> _Request_:
Only the lines from the one containing "Target: skier" to the end of the records belong in the output; print them exactly.

++++ Data

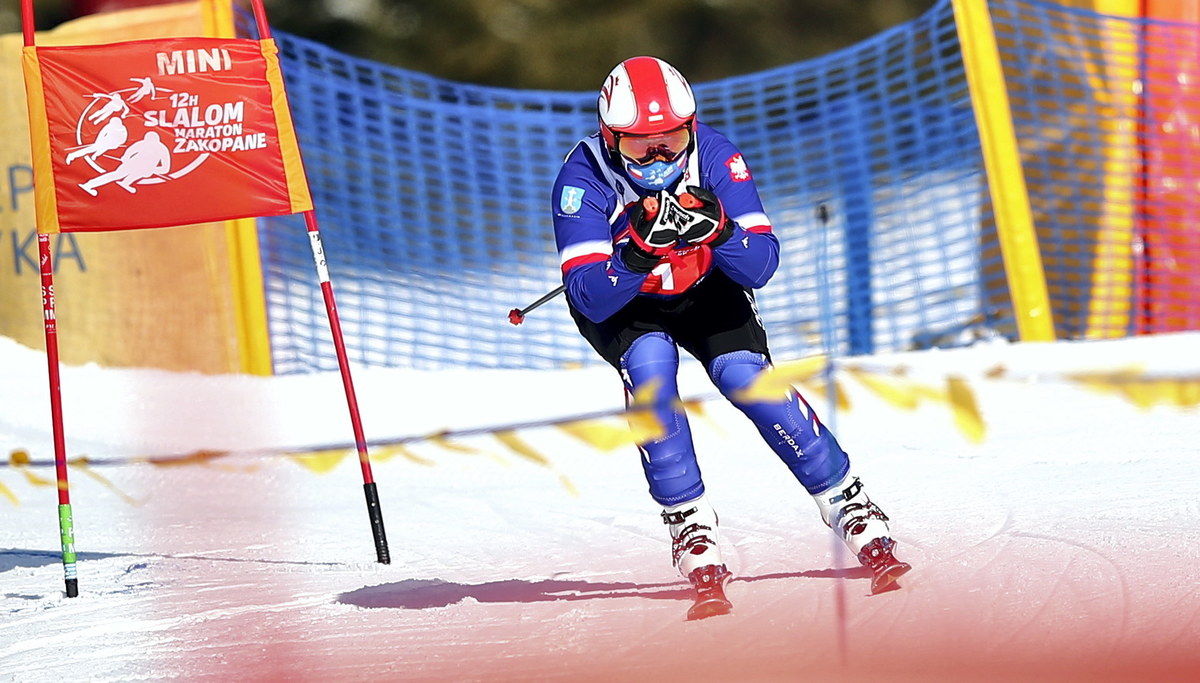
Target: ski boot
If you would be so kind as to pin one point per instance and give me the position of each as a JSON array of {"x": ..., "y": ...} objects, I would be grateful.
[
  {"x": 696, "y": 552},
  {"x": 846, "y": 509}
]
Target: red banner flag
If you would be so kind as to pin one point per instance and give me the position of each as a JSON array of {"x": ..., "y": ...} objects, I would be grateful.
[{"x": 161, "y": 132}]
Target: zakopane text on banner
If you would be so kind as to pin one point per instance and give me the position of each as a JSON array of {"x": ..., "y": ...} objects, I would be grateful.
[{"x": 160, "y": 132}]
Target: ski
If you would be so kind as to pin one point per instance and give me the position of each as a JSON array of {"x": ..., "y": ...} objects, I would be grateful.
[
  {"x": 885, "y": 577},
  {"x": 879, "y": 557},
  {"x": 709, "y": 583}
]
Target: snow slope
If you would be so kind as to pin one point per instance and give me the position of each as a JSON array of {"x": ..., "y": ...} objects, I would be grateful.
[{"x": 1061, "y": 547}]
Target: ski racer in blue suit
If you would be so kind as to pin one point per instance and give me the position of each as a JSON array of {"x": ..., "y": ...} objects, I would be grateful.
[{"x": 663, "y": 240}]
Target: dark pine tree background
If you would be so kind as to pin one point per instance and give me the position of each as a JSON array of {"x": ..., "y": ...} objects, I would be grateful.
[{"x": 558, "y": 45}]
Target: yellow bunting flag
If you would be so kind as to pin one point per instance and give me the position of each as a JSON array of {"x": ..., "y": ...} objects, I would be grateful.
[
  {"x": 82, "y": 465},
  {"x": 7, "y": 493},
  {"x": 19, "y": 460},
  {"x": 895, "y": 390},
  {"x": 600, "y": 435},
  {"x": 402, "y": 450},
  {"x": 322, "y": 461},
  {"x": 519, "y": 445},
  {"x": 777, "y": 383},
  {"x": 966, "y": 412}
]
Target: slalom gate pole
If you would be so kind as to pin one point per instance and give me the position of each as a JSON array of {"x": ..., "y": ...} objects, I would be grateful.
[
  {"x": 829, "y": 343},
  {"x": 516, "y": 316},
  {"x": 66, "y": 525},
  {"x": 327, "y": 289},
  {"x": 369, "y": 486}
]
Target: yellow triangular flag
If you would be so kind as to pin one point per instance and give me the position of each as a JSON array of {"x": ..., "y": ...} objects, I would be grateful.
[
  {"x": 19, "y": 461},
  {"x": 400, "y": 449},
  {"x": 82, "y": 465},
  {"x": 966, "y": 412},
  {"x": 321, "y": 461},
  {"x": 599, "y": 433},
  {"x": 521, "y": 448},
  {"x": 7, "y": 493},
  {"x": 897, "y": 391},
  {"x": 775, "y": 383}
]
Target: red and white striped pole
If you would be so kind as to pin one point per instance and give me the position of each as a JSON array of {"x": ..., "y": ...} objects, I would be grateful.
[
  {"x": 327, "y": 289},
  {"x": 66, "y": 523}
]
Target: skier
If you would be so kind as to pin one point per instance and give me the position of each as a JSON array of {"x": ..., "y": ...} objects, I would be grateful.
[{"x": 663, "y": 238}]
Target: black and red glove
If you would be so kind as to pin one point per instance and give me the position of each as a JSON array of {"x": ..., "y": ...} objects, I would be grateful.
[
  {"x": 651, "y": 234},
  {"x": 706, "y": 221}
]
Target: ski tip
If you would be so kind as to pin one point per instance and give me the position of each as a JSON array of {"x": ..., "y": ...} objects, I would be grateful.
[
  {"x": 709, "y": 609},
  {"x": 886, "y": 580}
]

++++++++

> _Answer to the problem_:
Target: skier
If you would be so kind as to pin one point per instance and give me the position of each as a JSON array of {"x": ..., "y": ...} objects, I would be grateful.
[{"x": 663, "y": 238}]
Target: black and red glove
If you would be so kind as to pin one point per instance and give me the position of each as a JSON array of {"x": ..., "y": ...} objects, I would be grateful.
[
  {"x": 651, "y": 234},
  {"x": 706, "y": 221}
]
Target: ski tip
If you would be so kind as to pin one point per instance and give me the position of each as a JSON array of {"x": ..., "y": ...} objects, I would be grateful.
[
  {"x": 709, "y": 609},
  {"x": 886, "y": 580}
]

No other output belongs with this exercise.